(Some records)

— Start —

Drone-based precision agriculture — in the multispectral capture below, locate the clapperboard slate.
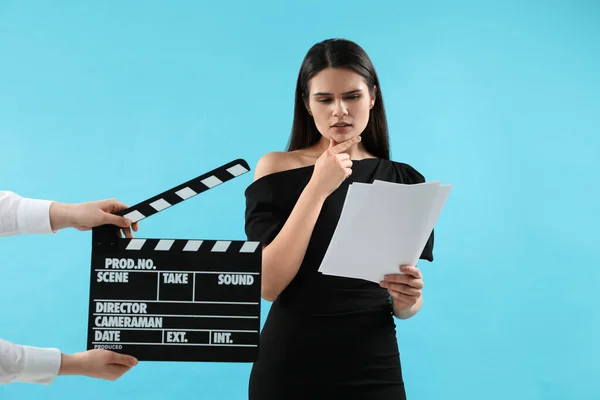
[87,160,262,362]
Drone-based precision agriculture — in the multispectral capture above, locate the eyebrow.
[313,89,362,96]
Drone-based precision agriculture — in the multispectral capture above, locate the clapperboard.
[87,159,262,362]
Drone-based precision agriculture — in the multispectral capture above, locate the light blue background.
[0,0,600,400]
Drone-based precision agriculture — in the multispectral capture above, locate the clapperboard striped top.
[120,159,250,222]
[123,239,260,253]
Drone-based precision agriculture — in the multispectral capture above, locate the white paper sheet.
[319,181,452,282]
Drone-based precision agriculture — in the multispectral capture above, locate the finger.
[388,290,417,304]
[384,283,421,297]
[381,274,413,283]
[380,274,424,289]
[108,351,138,367]
[330,136,361,153]
[123,228,133,239]
[104,212,131,228]
[400,265,423,279]
[104,199,129,213]
[341,160,352,168]
[106,364,131,381]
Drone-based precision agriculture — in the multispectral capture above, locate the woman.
[245,39,433,400]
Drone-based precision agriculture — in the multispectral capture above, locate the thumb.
[109,352,137,367]
[104,212,131,228]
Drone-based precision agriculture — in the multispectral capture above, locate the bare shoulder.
[254,151,306,180]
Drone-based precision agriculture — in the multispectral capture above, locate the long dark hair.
[287,39,390,160]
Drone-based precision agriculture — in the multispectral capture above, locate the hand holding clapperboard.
[87,159,262,362]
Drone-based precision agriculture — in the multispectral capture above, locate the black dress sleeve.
[244,176,287,246]
[401,164,434,262]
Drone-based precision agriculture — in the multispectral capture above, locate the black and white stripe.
[118,159,250,222]
[121,239,260,253]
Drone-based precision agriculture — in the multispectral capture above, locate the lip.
[331,122,352,128]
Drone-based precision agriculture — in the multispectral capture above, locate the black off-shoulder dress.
[245,158,433,400]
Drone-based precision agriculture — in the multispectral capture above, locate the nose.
[333,100,348,118]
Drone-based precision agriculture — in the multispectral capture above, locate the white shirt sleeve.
[0,191,55,236]
[0,339,62,385]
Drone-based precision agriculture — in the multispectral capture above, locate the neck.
[315,137,374,160]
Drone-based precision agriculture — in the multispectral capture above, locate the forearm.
[392,295,423,319]
[0,339,61,385]
[50,202,75,232]
[262,183,325,301]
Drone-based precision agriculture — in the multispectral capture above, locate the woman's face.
[307,68,375,143]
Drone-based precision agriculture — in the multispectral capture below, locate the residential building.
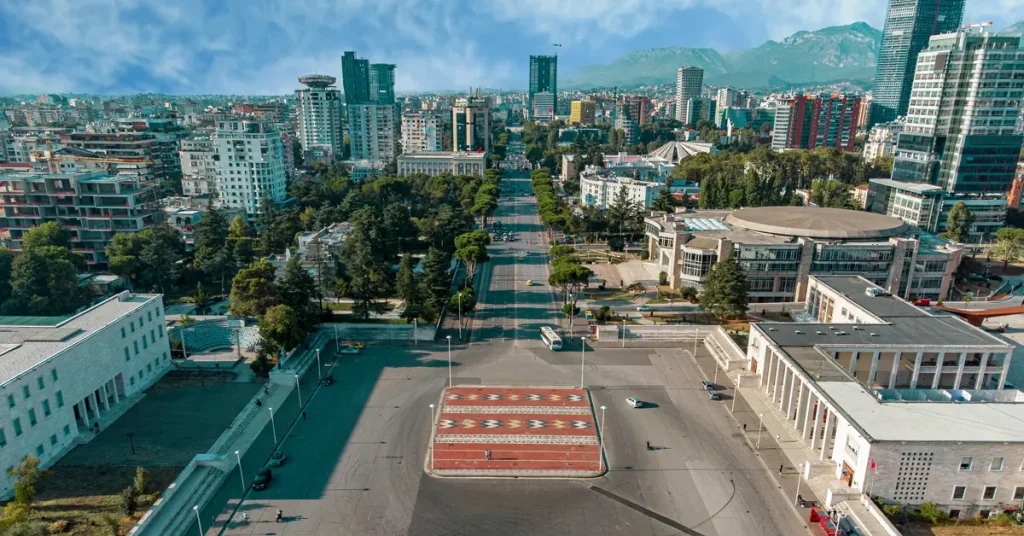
[401,112,444,153]
[580,166,668,210]
[569,100,597,125]
[676,66,703,123]
[772,94,860,152]
[178,135,217,197]
[348,104,395,162]
[644,207,963,302]
[0,291,171,497]
[398,151,487,176]
[864,121,903,160]
[214,119,288,218]
[741,276,1024,520]
[296,75,345,161]
[0,171,160,270]
[452,95,490,153]
[870,0,966,124]
[526,55,558,119]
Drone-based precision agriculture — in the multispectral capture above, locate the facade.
[401,112,444,153]
[452,96,490,153]
[398,152,487,176]
[0,292,171,496]
[580,166,667,210]
[214,120,288,217]
[569,100,597,125]
[864,121,903,160]
[296,75,345,160]
[348,105,395,162]
[676,66,703,123]
[178,136,217,197]
[870,0,965,124]
[0,171,160,269]
[644,207,963,302]
[742,277,1024,519]
[772,94,860,152]
[526,55,558,119]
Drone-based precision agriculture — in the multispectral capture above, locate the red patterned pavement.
[427,387,603,477]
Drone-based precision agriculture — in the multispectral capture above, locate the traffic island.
[424,386,607,479]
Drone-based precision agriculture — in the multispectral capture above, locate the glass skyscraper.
[871,0,965,124]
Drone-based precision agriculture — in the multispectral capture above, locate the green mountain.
[561,23,882,89]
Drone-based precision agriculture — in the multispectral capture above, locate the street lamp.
[444,335,452,388]
[266,407,278,445]
[757,413,765,450]
[234,450,243,493]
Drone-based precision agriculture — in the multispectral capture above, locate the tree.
[650,189,676,213]
[229,259,281,317]
[700,252,746,319]
[992,228,1024,273]
[258,304,306,351]
[942,201,974,242]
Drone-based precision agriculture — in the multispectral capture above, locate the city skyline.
[0,0,1018,94]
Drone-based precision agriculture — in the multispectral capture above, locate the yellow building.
[569,100,596,125]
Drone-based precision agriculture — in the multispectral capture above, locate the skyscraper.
[676,66,703,122]
[528,55,558,119]
[870,0,965,124]
[295,75,344,159]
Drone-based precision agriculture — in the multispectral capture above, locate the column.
[910,352,925,389]
[953,352,967,389]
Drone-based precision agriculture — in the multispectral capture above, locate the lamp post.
[234,450,243,493]
[444,335,452,388]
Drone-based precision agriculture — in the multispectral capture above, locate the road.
[201,172,809,536]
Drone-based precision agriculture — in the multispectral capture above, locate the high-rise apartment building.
[870,0,965,124]
[452,96,490,153]
[289,75,344,160]
[348,104,395,162]
[214,119,287,217]
[676,66,703,123]
[527,55,558,119]
[401,112,444,153]
[772,94,860,152]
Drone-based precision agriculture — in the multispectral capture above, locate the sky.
[0,0,1024,95]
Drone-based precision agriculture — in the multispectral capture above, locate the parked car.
[253,469,273,490]
[266,451,288,467]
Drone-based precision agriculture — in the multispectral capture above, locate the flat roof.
[817,381,1024,443]
[725,207,909,240]
[0,291,163,384]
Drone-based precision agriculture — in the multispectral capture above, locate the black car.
[253,469,273,490]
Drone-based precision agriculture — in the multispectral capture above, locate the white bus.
[541,326,562,352]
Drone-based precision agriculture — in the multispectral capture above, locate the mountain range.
[560,20,1024,89]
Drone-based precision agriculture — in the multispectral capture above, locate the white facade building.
[0,292,171,497]
[214,120,287,216]
[348,105,395,162]
[401,112,444,153]
[580,166,666,210]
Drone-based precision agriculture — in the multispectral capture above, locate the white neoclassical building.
[743,276,1024,518]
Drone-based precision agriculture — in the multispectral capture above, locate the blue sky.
[0,0,1024,94]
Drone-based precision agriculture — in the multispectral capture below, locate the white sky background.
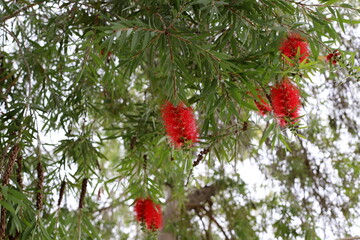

— End —

» What you are asked to do
Rescale the lines from the start of the records through the line holding "[331,122,352,128]", inclusive. Give every line again, requests included, but multiply each bounding-box coordinate in the answers by 0.55 and round it to a whole number, with halves rounded up. Leave the pictures out.

» Reply to the exercise
Drone-based precision agriculture — in the multispectral capture below, locate the clapperboard slate.
[48,88,144,199]
Drone-based precision agriculture — in the multispectral capture above, locate the eyebrow.
[172,49,199,53]
Drone-based precision agriculture — in the multispectral capture above, locate the clapperboard.
[48,87,144,199]
Drone-based precision agriculture — in the multispectral capture above, locate the light blue background.
[0,0,330,220]
Drone-based precision agriculture — in the multispectral capture above, locate the clapperboard striped top.
[66,87,138,122]
[68,131,143,139]
Drone-based precision agriculture — in the multispectral capture above, locate the white paper sheet.
[175,100,249,155]
Drone-based precision agriculture — in the multispectral capture above, locate the finger.
[213,160,229,167]
[211,156,232,163]
[210,151,227,156]
[209,151,233,159]
[59,193,76,202]
[182,75,199,84]
[68,125,73,131]
[57,117,72,125]
[220,146,233,153]
[57,109,71,117]
[188,88,194,92]
[58,200,72,210]
Drone-based precision agriculture — in the multispectral capture above, locate the woman.
[135,21,238,220]
Drone-based precision agriculture — in the multispectral capture above, locate the thumb.
[60,194,75,202]
[57,117,72,125]
Drone-based precision agriculture — in the multispectral capture above, locate the bare shoulder.
[140,83,168,99]
Drone-based precision agriculture — in the multispectral capture above, locate the long dark hair.
[158,21,215,88]
Drone-based precision agriculture — in the multispectral capture above, locate the hand holding clapperboard.
[48,87,144,199]
Drone-based precision agriculture — in the multispectral capture above, locate the black dress sleeve.
[134,97,158,135]
[221,90,239,144]
Drone-based precision agriculture — in the multispectral capture above, locate the black and white stripe.
[65,87,138,122]
[67,131,143,139]
Drone-based precision agriculture — in the multispectral capture above, locate the lip.
[182,67,194,70]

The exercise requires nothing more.